(EXCERPT PROVIDED):
■ ■ ■ ■

On May 8, Japanese pharmaceutical giant Takeda announced it had finally come to an agreement to acquire Dublin-based drug maker Shire. The acquisition follows four previously unsuccessful offers from Takeda, dating back to March.
The deal, which values Shire at £46bn ($62bn), will see Takeda become one of the 10 largest pharmaceutical companies in the world by sales, as well as putting the company in a leading position in the treatment of rare diseases. Takeda’s main areas of focus moving forward will be neuroscience, oncology, gastroenterology and vaccines.
The Japanese company’s global footprint will be significantly bolstered by the addition of Shire’s assets, particularly those in the lucrative US market. Takeda has revealed it expects pre-tax cost synergies to reach $1.4bn after three years, mostly stemming from the integration of redundant infrastructure within the two companies.
Takeda’s global footprint will be significantly bolstered by the addition of Shire’s assets, particularly those in the lucrative US market
“Shire’s highly complementary product portfolio and pipeline, as well as experienced employees, will accelerate our transformation for a stronger Takeda,” said Takeda President and CEO Christophe Weber in a statement.

■ ■ ■ ■

(WHAT IS EXPECTED): Write the next few paragraphs of the article on Takeda's deal to acquire Shire, picking up after the statement from Christophe Weber.

■ ■ ■ ■

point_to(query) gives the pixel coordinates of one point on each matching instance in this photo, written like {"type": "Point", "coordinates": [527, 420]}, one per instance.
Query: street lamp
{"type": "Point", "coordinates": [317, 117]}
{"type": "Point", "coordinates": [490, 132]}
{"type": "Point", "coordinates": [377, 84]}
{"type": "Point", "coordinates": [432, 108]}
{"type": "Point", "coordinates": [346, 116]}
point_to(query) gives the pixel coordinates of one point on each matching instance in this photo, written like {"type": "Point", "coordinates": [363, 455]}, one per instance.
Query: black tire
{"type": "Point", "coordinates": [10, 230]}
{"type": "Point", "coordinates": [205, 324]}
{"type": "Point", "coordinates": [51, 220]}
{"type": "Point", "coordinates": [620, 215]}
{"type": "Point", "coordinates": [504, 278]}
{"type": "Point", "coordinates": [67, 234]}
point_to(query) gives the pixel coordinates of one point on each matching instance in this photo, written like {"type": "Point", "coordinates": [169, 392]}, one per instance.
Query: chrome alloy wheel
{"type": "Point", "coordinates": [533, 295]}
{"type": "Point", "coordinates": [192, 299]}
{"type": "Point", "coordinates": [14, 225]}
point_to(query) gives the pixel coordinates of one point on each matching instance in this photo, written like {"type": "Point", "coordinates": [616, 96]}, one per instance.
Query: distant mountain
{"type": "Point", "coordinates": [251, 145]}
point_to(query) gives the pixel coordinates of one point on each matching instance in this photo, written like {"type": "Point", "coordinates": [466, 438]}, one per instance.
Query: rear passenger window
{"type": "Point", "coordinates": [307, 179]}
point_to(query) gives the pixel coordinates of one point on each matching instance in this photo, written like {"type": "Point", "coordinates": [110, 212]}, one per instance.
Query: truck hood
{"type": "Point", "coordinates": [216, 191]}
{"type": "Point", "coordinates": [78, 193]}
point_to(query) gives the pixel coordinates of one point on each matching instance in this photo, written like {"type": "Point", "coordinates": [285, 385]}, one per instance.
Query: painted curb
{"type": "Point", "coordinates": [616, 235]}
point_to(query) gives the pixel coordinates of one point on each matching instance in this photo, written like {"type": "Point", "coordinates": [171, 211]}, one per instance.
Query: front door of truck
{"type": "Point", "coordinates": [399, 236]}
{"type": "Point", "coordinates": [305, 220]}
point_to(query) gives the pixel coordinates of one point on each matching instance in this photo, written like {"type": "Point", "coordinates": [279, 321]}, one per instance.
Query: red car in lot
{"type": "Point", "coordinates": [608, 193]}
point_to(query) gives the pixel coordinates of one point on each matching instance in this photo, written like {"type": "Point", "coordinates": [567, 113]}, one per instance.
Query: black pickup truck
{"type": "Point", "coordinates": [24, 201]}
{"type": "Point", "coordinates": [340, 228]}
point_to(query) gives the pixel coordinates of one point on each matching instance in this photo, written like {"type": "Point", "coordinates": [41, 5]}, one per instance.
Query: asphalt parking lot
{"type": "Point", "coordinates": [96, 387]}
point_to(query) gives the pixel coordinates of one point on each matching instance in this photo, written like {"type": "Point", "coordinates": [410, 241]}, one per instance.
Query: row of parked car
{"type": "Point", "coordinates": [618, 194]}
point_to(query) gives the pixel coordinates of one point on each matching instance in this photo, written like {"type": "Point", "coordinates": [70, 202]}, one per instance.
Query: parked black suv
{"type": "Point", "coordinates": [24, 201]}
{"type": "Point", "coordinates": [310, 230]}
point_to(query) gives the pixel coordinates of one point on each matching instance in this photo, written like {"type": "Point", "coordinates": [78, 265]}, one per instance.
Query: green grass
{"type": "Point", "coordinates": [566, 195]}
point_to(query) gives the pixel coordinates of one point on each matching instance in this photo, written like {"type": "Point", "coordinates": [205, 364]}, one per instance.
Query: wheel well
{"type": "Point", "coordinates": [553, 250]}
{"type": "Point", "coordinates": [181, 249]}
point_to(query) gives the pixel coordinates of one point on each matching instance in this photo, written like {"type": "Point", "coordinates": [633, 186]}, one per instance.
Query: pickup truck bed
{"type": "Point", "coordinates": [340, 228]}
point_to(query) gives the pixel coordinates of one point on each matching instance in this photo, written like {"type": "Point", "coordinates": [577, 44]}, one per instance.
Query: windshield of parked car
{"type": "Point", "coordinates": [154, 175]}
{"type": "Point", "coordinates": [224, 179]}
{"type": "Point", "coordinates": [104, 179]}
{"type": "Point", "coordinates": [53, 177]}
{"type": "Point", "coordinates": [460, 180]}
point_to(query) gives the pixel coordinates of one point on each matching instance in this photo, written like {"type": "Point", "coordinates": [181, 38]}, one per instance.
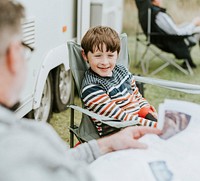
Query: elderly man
{"type": "Point", "coordinates": [32, 150]}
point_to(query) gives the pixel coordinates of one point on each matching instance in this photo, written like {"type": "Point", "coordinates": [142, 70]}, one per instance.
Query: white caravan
{"type": "Point", "coordinates": [48, 26]}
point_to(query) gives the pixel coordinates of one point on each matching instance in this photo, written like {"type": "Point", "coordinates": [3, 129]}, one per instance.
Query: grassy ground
{"type": "Point", "coordinates": [155, 95]}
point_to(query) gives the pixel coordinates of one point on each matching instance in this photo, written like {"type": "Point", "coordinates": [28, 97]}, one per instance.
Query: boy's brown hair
{"type": "Point", "coordinates": [97, 36]}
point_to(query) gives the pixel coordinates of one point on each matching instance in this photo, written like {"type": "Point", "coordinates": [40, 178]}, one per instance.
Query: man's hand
{"type": "Point", "coordinates": [125, 139]}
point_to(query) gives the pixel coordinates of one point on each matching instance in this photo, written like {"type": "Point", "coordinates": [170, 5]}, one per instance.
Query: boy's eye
{"type": "Point", "coordinates": [111, 55]}
{"type": "Point", "coordinates": [97, 55]}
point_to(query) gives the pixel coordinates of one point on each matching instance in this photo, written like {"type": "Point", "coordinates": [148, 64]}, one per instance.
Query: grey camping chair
{"type": "Point", "coordinates": [86, 130]}
{"type": "Point", "coordinates": [159, 42]}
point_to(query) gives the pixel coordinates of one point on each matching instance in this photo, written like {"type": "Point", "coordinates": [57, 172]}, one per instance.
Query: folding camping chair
{"type": "Point", "coordinates": [86, 130]}
{"type": "Point", "coordinates": [173, 44]}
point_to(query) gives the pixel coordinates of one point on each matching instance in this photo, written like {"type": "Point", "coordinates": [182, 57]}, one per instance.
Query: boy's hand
{"type": "Point", "coordinates": [125, 139]}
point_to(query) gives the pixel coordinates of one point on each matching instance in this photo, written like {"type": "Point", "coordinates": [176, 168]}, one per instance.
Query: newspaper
{"type": "Point", "coordinates": [172, 156]}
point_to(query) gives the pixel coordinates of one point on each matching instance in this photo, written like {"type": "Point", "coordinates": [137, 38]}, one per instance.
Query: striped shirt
{"type": "Point", "coordinates": [117, 97]}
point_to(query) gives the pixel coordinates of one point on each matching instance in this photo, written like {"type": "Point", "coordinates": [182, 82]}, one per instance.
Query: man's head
{"type": "Point", "coordinates": [12, 61]}
{"type": "Point", "coordinates": [101, 46]}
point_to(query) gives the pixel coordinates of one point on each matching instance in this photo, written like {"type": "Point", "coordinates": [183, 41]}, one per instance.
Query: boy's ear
{"type": "Point", "coordinates": [84, 55]}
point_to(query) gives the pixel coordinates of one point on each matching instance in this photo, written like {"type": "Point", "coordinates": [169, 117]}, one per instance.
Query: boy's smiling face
{"type": "Point", "coordinates": [102, 62]}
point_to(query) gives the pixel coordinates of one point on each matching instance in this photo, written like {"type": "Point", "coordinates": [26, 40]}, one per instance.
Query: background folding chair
{"type": "Point", "coordinates": [86, 130]}
{"type": "Point", "coordinates": [161, 40]}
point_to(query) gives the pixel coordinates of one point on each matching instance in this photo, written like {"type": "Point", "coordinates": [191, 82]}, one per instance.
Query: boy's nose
{"type": "Point", "coordinates": [104, 60]}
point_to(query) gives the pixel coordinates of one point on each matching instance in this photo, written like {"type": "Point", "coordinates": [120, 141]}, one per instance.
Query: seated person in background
{"type": "Point", "coordinates": [166, 23]}
{"type": "Point", "coordinates": [108, 88]}
{"type": "Point", "coordinates": [31, 150]}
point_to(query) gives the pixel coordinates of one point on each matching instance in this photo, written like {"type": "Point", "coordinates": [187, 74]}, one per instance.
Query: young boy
{"type": "Point", "coordinates": [108, 88]}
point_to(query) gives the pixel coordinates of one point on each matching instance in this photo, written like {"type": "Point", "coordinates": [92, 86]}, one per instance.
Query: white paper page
{"type": "Point", "coordinates": [179, 153]}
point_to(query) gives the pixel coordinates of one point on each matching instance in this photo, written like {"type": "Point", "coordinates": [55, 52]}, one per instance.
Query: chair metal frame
{"type": "Point", "coordinates": [157, 52]}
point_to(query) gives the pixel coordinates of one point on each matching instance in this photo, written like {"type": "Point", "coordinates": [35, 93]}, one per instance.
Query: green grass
{"type": "Point", "coordinates": [155, 95]}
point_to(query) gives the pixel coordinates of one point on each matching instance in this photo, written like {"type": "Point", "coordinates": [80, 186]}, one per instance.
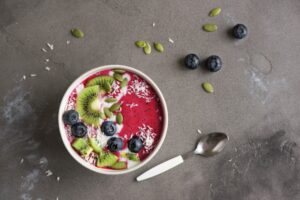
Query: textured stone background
{"type": "Point", "coordinates": [256, 100]}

■ ■ ■ ■

(RESPONSE TO THE EXERCISE):
“Together, we will be a leader in providing targeted treatments in gastroenterology, neuroscience, oncology, rare diseases and plasma-derived therapies.
“We are looking forward to the benefits this combination will bring to patients worldwide, the opportunities it will bring for our employees and the returns it will deliver for our shareholders.”
The proposed merger was complicated in April, when Shire sold its oncology business to France’s Servier, removing one of Takeda’s key motivations for seeking the acquisition. Takeda’s cancer-treatment portfolio had already been supplemented in early 2017, however, with the purchase of oncology specialist firm ARIAD Pharmaceuticals.
Despite having a significantly lower market cap than Shire, Takeda was able to obtain $30.85bn from a number of institutions – including JPMorgan Chase, Sumitomo Mitsui and MUFG Bank – in order to finance the takeover. The deal is expected to close in the first half of 2019.